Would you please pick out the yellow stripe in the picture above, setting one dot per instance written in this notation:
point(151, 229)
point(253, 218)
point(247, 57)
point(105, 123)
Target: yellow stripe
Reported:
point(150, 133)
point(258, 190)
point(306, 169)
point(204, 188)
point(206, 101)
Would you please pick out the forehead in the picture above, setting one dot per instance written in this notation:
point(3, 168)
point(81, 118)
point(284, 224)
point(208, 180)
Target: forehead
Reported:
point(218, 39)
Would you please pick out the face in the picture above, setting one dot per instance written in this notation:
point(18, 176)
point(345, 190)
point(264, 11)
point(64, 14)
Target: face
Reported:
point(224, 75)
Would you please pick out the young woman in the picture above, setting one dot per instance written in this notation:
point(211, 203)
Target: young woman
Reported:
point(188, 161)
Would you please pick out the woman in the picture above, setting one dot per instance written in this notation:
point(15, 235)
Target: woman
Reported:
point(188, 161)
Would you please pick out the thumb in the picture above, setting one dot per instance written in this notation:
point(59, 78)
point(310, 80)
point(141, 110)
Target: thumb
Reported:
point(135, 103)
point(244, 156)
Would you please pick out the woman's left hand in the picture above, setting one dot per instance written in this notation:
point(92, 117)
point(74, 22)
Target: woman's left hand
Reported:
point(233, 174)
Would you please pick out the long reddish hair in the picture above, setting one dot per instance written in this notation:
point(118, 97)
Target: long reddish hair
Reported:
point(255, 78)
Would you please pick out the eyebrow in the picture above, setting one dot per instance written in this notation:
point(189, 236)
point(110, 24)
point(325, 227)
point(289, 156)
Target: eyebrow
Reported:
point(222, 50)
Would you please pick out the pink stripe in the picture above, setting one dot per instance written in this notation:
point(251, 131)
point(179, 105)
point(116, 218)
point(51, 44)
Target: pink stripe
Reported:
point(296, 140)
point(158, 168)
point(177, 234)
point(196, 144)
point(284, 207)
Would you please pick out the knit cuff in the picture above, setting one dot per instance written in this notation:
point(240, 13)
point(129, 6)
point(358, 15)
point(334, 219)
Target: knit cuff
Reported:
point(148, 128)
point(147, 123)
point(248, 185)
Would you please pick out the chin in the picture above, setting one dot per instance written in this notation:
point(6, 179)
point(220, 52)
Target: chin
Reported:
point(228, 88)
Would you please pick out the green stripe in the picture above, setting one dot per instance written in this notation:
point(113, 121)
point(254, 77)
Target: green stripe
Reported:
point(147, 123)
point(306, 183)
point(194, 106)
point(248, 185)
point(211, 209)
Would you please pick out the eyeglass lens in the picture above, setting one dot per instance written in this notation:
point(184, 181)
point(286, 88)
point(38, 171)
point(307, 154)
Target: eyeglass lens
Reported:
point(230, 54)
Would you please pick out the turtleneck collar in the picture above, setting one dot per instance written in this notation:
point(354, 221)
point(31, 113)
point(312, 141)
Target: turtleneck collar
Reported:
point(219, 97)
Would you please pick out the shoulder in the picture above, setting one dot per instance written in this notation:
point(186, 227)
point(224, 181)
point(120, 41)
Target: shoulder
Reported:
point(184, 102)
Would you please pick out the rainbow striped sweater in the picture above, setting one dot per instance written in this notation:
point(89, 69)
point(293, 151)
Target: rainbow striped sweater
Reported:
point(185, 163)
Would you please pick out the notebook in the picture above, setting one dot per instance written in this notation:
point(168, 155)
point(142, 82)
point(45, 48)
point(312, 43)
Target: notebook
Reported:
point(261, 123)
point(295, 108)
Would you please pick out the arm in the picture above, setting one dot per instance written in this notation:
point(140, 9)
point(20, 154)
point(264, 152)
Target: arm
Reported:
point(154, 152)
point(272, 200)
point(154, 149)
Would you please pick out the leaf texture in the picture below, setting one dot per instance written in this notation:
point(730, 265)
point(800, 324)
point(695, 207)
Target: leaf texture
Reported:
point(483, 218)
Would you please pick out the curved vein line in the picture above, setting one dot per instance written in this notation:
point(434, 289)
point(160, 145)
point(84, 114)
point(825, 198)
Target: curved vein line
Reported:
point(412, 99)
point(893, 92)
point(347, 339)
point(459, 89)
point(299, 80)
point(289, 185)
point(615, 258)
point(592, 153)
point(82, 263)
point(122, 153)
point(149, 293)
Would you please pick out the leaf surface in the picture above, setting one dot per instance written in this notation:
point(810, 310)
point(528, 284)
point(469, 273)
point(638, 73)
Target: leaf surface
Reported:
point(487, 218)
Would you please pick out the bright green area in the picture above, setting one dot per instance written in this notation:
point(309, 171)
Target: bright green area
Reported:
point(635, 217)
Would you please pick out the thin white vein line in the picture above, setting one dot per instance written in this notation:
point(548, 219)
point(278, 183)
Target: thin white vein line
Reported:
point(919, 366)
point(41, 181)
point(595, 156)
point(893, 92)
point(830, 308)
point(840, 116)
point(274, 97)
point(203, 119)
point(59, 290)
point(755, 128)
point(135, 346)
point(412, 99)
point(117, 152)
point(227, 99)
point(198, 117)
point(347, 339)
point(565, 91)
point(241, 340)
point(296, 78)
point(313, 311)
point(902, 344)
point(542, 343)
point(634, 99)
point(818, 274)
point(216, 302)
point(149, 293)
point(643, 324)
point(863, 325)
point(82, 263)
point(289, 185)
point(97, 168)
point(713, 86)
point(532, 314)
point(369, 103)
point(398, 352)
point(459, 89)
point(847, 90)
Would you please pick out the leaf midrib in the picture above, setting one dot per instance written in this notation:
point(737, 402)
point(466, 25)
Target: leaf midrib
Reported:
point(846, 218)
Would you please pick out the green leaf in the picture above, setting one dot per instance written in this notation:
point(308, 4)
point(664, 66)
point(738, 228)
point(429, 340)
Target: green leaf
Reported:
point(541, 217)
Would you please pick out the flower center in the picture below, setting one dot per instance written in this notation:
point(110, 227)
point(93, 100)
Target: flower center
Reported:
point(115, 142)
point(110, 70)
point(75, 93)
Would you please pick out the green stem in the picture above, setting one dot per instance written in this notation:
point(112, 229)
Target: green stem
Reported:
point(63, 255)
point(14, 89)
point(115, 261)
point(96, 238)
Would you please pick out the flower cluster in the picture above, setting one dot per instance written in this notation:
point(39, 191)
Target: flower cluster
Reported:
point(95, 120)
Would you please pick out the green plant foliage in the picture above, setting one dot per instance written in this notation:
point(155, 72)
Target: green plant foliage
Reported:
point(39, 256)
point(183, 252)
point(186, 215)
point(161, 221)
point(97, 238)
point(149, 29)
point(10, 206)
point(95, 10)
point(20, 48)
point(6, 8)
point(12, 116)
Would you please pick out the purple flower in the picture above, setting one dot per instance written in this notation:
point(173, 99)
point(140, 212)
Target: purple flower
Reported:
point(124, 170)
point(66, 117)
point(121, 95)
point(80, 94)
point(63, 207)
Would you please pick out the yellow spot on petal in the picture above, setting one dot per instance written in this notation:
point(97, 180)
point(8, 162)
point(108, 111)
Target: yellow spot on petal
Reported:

EXERCISE DETAILS - For every line of the data above that contains "yellow", copy that line.

TASK SOLUTION -
Would you please pick out the yellow stripe in the picture above, setting one dot per instance written in this notation:
Target: yellow stripe
Would you please pick out the yellow spot on petal in the picture above, setting one dot per instance written in this notation:
Target: yellow spot on petal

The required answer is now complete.